Arrange the lines from the start of the records through the line containing "307L190 300L192 294L183", inclusive, as a Markdown table with the columns Row and Line. Leave out blank lines.
***** Given records
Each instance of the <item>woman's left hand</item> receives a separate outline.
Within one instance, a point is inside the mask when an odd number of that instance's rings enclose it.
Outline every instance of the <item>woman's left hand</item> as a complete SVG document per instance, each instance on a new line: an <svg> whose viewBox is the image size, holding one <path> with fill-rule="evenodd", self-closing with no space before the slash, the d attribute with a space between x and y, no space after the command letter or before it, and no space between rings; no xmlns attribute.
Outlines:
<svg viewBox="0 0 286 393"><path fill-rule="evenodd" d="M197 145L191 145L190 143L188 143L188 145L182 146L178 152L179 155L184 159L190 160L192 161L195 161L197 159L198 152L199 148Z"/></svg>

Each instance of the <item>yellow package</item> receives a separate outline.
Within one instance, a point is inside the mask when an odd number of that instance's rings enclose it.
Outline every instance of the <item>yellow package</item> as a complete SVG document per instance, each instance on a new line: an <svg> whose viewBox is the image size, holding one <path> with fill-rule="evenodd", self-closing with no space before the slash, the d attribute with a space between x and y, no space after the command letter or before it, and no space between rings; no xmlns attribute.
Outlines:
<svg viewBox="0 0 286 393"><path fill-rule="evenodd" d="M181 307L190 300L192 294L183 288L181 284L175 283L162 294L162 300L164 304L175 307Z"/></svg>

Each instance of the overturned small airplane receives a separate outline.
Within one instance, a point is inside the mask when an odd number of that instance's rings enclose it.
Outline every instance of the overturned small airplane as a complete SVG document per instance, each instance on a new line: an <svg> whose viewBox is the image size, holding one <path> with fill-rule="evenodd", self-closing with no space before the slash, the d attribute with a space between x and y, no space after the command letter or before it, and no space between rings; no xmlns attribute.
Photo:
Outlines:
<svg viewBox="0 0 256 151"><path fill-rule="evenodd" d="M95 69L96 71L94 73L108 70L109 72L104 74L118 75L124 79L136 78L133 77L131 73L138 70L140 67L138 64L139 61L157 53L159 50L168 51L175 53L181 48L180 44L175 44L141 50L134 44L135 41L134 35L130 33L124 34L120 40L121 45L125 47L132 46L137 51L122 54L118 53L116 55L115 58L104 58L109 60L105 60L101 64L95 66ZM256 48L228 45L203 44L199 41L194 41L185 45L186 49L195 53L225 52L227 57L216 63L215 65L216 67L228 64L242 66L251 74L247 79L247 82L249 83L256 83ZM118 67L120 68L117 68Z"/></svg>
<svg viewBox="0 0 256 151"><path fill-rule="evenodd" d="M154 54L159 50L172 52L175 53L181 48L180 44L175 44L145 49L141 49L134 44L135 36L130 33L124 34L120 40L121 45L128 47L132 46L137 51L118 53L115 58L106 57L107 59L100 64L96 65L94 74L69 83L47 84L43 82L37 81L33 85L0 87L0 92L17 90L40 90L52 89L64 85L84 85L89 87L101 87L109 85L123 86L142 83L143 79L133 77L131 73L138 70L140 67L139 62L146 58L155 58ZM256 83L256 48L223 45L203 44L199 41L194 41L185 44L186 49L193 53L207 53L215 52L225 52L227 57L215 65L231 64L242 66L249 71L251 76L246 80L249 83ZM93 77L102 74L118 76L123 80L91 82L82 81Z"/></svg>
**********
§ Answer to this exercise:
| Row | Line |
|---|---|
| 1 | Each instance of the <item>woman's left hand</item> receives a separate outline. |
| 2 | Within one instance, a point is inside the mask when an odd number of that instance's rings enclose it. |
| 3 | Outline every instance of the <item>woman's left hand</item> as a complete SVG document per instance, each instance on a new line: an <svg> whose viewBox is the image size, holding one <path> with fill-rule="evenodd", self-closing with no space before the slash, the d attribute with a space between x and y, no space after the command letter or before it, and no space between rings; no xmlns attribute. |
| 4 | Outlines: |
| 5 | <svg viewBox="0 0 286 393"><path fill-rule="evenodd" d="M197 145L191 145L190 143L188 143L188 145L182 146L178 152L179 155L184 159L190 160L192 161L195 161L197 159L198 152L199 148Z"/></svg> |
| 6 | Each instance of the <item>yellow package</item> receives a separate outline. |
| 7 | Within one instance, a point is inside the mask when an odd number of that instance's rings enclose it. |
| 8 | Outline every instance of the <item>yellow package</item> as a complete SVG document per instance, each instance on a new line: an <svg> whose viewBox is the image size, holding one <path> with fill-rule="evenodd", self-closing with no space before the slash, the d attribute with a space between x and y, no space after the command letter or before it, and no space between rings; no xmlns attribute. |
| 9 | Outlines: |
| 10 | <svg viewBox="0 0 286 393"><path fill-rule="evenodd" d="M181 307L190 300L192 294L183 288L181 284L175 283L162 294L162 300L164 304L175 307Z"/></svg> |